Text shown:
=== Begin Enclosure ===

Compelling story focusing on an unusual subject will definitely make you want to read it over again. (Review by Caroline Smart)

Marguerite Poland’s latest novel, The Keeper, will be welcomed by her thousands of fans as another gem of this author’s rich vocabulary and extensive grasp of characterisation, emotions and environment.

The Keeper features the story of two generations of lighthouse keepers – and moves between the two time frames.

Set in 1957, it offers the poignant but fascinating story of a father and son, both lighthouse keepers, and their wives as well as the inhabitants of an isolated island with its cold winds and sea battered rocks off the south-eastern coast of South Africa. While reading the book, I connected so strongly with the island’s setting, that I often felt I needed to grab a jersey!

The Keeper’s main characters are keenly drawn. There’s father Karel and his wife Louisa, son Hannes and his wife Aletta, friends Maisie and Cecil Beukes, guano worker Misklip and Rika du Pre, the senior sister at the hospital where Hannes recovers from a serious fall.

At the time this novel is set, keepers are bound by stringent rules: Never leave the light and never cross the line (social structures). For the women, this lonely life means that they become of secondary importance in their husband’s lives. The lighthouse is a demanding mistress.

=== End Enclosure ===

Dataset content:

=== Begin Enclosure ===

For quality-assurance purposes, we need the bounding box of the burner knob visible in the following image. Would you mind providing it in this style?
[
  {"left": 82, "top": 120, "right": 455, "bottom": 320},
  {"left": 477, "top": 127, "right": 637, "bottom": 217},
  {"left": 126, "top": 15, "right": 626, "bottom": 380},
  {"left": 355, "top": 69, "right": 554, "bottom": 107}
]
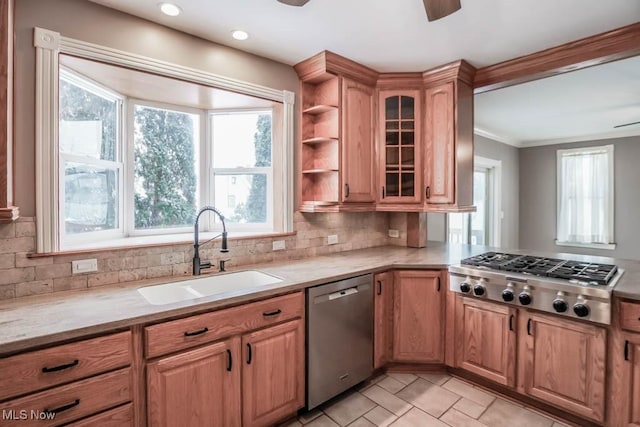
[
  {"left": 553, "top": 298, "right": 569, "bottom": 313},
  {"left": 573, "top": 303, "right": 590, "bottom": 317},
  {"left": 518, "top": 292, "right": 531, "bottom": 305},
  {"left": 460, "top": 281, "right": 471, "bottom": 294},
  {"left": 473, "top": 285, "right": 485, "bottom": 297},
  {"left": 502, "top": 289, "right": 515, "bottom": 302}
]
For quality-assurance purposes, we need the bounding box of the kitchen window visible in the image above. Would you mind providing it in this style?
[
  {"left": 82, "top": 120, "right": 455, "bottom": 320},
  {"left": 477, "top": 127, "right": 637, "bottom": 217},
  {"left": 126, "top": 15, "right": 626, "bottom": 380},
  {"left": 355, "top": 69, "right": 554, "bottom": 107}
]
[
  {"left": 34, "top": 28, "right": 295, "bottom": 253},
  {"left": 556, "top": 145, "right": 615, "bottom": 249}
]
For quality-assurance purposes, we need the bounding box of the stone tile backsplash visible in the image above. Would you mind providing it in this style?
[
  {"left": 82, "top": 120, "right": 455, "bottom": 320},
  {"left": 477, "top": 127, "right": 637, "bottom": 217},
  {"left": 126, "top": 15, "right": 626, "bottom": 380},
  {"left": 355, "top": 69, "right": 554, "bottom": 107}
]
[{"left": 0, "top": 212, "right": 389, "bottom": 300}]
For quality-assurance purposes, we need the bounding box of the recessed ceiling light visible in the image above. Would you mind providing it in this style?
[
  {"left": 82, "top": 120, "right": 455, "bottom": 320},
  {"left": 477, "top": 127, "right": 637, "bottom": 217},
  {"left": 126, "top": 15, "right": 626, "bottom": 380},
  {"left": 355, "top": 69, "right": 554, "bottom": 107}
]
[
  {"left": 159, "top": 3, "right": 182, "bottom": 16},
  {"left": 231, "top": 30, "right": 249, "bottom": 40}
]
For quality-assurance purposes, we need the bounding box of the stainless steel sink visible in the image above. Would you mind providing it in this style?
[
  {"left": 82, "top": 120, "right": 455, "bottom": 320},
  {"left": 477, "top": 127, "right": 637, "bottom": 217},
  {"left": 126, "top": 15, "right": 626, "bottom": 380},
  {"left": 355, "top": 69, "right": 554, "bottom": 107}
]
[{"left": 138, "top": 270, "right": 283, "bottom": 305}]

=== End Enclosure ===
=== Begin Enclosure ===

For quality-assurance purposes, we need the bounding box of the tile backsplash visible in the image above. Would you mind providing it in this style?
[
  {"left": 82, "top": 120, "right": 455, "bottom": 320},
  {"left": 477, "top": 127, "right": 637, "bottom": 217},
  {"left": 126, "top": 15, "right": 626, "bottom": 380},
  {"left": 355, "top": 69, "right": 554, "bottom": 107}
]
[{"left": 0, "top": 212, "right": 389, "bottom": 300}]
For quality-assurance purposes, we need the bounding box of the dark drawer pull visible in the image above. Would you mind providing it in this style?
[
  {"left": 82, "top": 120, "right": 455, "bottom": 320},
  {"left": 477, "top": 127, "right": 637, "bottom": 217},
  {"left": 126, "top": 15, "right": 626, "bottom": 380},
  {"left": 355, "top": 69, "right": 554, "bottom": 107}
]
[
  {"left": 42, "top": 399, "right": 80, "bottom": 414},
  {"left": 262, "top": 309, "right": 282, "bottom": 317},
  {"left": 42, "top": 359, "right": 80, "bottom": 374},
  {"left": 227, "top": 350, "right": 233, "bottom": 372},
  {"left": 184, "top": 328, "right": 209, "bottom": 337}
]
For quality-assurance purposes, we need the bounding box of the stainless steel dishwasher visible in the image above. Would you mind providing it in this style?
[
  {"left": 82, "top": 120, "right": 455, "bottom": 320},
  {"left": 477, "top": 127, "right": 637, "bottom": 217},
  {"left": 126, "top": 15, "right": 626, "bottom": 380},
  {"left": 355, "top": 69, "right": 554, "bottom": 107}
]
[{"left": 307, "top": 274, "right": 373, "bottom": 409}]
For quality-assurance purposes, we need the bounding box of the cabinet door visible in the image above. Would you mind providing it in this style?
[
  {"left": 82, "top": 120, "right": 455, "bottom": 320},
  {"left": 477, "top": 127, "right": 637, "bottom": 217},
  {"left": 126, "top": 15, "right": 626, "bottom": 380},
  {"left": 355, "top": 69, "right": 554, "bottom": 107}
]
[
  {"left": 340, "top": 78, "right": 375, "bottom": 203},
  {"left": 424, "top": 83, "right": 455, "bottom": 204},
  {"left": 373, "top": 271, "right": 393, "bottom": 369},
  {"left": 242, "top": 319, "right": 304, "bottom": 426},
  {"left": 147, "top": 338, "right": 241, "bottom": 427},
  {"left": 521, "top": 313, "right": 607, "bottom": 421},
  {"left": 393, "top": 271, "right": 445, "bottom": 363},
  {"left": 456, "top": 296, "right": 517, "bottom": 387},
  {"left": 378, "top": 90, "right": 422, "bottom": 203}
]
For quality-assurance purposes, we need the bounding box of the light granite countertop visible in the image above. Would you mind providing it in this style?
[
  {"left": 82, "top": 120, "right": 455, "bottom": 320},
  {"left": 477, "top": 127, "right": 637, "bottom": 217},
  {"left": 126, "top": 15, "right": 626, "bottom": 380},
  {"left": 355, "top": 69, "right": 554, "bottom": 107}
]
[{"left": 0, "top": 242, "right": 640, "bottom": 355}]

=== End Enclosure ===

Work request 1: For each statement about the review of The Keeper, answer yes or no, then quote the words from the review that decide it. (a) The novel moves between two time frames. (b) Hannes recovers from a serious fall in a hospital. (c) The island lies off the south-western coast of South Africa.
Work request 2: Turn the paragraph of the review of The Keeper that opens "The Keeper's main characters are keenly drawn" into a short list.
Work request 3: Write the next part of the review of The Keeper, picking up after its last sentence.
The records are separate material and have no connection to the review.

Answer box 1:
(a) Yes: "moves between the two time frames."
(b) Yes: "the hospital where Hannes recovers from a serious fall."
(c) No: "off the south-eastern coast of South Africa."

Answer box 2:
The Keeper's keenly drawn main characters:
- Karel, the father, and his wife Louisa
- Hannes, the son, and his wife Aletta
- Maisie and Cecil Beukes, friends
- Misklip, a guano worker
- Rika du Pre, senior sister at the hospital where Hannes recovers from a serious fall

Answer box 3:
Poland’s descriptive skills are so strong that if this becomes a film, as I hope it will, most of the Director of Photography’s work will have been done in terms of cutaways, scene establishments, mood moments and more. She is master of the nuance, the thought process and the frailties of the human spirit as well as its strengths.

Apart from reviewing this book, I am reading it for Tape Aids for the Blind and, as with her Recessional for Grace which I also read, find that it transfers smoothly to the spoken word. Every pause, every nuance and every single line – even those with no more than four or five words - resonate with imagery.

Poland’s understanding of the environment seems so strong it is almost as if she has lived on such an island herself. Interestingly enough, she wasn’t influenced by The Snow Goose although it is a favourite book of hers.

However, she has always been fascinated by great machines. As she says: “Ships, trains, those with presence and gravitas. Lighthouses have that. I have also always been drawn to isolated places - islands in the deep southern seas which are the haunt of sea birds. I am not a tropical island girl - I love the wild and remote. I know I would love the Hebrides and Shetlands.”

A girl in her class at school was the daughter of the lighthouse keeper on Bird Island off Port Elizabeth and once gave a talk on her life there. “This experience haunted me,” explains Poland. “I researched lighthouses with great care before I wrote. I have explored one - a most magnificent place but aloof and grave and solemn.”

This compelling story focusing on an unusual subject will definitely make you want to read it over again to gain its full value.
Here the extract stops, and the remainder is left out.